Problem statement: Pull out each line of the material below that contains the string "melting", treating uppercase and lowercase as different.

Records for the exercise:
################

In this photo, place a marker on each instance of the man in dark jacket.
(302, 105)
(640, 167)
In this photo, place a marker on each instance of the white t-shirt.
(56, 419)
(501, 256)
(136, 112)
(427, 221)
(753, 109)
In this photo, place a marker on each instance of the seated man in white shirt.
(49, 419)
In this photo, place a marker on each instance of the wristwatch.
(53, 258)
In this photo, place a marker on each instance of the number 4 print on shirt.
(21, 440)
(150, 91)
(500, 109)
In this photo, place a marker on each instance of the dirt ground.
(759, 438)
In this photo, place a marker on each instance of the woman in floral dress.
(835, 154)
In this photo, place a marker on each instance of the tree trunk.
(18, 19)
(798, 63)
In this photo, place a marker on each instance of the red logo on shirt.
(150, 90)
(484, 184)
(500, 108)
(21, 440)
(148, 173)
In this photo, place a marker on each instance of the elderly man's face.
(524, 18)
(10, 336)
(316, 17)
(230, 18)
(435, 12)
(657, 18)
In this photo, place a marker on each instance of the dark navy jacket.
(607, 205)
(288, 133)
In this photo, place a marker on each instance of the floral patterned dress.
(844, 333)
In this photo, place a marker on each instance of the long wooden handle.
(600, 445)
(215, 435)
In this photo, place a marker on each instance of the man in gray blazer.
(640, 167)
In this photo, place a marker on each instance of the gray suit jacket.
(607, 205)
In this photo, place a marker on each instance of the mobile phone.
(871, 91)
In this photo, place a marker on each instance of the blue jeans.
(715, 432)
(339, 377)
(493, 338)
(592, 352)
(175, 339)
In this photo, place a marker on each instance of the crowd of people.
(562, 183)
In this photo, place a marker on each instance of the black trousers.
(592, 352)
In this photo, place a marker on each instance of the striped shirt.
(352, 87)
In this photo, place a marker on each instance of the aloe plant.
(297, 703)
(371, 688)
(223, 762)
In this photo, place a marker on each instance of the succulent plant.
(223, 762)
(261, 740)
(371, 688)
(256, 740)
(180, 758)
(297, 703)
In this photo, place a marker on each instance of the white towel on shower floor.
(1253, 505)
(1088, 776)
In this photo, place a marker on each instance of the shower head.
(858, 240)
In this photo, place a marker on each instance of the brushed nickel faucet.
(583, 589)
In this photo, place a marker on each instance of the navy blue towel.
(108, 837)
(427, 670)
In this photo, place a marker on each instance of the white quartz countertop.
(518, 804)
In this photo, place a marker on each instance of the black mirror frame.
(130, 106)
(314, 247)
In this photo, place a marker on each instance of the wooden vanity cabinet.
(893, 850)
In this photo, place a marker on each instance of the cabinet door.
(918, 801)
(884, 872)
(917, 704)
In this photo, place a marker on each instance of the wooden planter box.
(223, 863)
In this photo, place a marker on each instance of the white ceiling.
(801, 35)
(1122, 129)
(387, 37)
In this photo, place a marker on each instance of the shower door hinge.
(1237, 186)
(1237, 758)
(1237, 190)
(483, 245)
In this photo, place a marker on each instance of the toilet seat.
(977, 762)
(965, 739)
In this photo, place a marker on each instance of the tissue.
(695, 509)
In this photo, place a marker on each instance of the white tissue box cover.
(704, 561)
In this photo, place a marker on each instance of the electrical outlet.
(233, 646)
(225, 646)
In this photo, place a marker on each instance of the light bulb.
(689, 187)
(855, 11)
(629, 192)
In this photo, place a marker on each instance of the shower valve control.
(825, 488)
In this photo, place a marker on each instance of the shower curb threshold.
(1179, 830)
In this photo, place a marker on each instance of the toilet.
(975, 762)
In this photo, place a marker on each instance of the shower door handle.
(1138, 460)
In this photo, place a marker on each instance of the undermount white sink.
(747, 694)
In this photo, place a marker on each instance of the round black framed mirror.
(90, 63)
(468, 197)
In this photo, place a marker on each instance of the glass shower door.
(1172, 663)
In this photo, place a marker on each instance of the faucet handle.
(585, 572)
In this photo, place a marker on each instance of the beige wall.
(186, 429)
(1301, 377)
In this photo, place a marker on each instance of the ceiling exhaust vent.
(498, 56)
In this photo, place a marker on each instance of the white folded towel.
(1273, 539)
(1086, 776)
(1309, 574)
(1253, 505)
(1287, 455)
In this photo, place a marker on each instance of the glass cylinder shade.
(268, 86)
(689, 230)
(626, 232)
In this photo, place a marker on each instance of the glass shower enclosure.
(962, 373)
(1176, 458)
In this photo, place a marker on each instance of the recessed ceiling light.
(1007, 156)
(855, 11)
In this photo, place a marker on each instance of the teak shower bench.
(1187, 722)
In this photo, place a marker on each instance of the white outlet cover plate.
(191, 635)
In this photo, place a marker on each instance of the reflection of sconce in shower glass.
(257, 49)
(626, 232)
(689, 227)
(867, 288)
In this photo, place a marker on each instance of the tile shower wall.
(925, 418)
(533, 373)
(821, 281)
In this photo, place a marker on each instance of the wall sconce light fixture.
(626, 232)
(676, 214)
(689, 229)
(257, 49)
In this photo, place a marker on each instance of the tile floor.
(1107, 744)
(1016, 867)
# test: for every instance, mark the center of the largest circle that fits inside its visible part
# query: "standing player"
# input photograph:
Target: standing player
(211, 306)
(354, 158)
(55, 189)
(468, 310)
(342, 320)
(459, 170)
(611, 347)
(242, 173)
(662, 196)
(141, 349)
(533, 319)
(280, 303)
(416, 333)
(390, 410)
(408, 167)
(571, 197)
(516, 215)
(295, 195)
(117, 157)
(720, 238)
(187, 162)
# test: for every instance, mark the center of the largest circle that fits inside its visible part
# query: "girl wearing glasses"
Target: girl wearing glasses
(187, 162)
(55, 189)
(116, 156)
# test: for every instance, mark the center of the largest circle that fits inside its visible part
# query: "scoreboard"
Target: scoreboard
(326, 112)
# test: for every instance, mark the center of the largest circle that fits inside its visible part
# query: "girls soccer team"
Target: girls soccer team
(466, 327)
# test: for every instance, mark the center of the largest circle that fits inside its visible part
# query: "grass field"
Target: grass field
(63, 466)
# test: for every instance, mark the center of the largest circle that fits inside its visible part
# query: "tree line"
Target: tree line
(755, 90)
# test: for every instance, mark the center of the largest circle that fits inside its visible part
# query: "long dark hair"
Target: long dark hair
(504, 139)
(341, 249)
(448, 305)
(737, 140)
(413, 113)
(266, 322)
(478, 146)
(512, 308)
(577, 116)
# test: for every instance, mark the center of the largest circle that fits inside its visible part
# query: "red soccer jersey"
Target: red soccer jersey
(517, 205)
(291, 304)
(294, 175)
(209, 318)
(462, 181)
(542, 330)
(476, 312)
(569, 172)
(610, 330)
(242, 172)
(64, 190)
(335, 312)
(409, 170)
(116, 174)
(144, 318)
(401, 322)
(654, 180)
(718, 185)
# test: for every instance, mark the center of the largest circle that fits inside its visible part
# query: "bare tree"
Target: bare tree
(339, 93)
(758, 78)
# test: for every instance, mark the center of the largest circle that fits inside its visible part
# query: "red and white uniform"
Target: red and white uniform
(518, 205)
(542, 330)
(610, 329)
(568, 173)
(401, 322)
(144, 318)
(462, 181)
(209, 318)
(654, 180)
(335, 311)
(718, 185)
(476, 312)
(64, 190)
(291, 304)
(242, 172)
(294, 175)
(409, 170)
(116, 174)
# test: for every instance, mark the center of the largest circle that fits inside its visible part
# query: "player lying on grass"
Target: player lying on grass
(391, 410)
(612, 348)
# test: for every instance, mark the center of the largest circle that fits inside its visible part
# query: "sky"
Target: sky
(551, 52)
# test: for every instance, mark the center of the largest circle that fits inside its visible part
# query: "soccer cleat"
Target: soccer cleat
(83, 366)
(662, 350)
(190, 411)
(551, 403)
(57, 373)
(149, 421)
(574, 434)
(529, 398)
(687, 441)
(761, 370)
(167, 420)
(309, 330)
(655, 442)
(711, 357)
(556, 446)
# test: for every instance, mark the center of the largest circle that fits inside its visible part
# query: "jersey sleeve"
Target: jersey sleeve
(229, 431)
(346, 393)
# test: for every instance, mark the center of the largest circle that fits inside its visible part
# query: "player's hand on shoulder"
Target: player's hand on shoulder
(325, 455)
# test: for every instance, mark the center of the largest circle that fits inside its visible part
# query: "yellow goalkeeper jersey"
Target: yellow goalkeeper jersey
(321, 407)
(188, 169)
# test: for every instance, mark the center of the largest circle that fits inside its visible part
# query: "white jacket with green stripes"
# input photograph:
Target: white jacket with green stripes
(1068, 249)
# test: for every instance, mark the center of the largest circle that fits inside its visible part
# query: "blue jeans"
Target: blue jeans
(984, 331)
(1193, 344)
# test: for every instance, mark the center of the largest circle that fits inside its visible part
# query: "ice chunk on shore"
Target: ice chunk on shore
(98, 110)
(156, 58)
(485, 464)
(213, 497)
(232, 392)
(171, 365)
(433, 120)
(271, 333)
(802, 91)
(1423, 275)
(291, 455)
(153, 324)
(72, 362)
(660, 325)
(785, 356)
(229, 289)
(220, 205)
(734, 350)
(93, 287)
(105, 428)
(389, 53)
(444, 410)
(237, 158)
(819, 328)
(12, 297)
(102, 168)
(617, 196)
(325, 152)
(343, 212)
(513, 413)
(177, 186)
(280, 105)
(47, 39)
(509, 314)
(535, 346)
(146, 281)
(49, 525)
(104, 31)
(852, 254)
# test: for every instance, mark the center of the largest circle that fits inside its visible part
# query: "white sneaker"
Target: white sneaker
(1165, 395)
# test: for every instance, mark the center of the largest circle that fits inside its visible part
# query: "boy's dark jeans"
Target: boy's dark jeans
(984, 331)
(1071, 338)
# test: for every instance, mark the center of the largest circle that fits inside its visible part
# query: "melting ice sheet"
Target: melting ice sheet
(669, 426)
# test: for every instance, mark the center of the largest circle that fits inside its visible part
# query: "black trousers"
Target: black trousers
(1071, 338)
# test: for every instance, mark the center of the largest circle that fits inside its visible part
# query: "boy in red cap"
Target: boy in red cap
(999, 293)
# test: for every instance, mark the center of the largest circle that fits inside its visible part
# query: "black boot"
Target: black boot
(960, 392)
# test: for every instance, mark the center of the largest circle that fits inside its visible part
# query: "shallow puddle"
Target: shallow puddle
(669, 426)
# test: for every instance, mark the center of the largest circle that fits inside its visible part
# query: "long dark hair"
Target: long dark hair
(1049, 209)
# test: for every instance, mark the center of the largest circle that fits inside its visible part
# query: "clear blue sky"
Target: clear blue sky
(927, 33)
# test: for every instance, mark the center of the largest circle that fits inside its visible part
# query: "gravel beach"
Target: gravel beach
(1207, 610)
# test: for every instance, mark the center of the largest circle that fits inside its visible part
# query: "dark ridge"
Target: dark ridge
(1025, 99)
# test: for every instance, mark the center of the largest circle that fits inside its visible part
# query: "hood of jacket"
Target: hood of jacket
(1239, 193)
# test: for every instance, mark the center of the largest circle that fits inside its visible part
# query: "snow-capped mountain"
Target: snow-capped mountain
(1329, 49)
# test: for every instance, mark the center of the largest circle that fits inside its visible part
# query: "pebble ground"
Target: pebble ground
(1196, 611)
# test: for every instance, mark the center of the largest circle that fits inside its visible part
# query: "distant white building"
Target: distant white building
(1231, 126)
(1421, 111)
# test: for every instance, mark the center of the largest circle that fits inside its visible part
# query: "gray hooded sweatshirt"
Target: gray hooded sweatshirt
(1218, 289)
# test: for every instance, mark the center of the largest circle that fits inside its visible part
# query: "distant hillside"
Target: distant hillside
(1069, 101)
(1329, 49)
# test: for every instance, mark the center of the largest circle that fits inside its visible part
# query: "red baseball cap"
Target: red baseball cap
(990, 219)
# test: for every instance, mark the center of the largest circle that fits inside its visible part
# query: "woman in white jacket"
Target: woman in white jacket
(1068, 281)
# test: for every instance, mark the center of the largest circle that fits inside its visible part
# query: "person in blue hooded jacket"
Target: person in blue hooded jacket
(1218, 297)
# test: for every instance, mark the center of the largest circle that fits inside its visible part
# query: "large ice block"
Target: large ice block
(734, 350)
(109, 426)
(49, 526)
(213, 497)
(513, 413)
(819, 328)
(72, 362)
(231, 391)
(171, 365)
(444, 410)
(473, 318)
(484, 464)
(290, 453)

################

Solution below:
# query: "melting ice sheet"
Target: melting ice sheet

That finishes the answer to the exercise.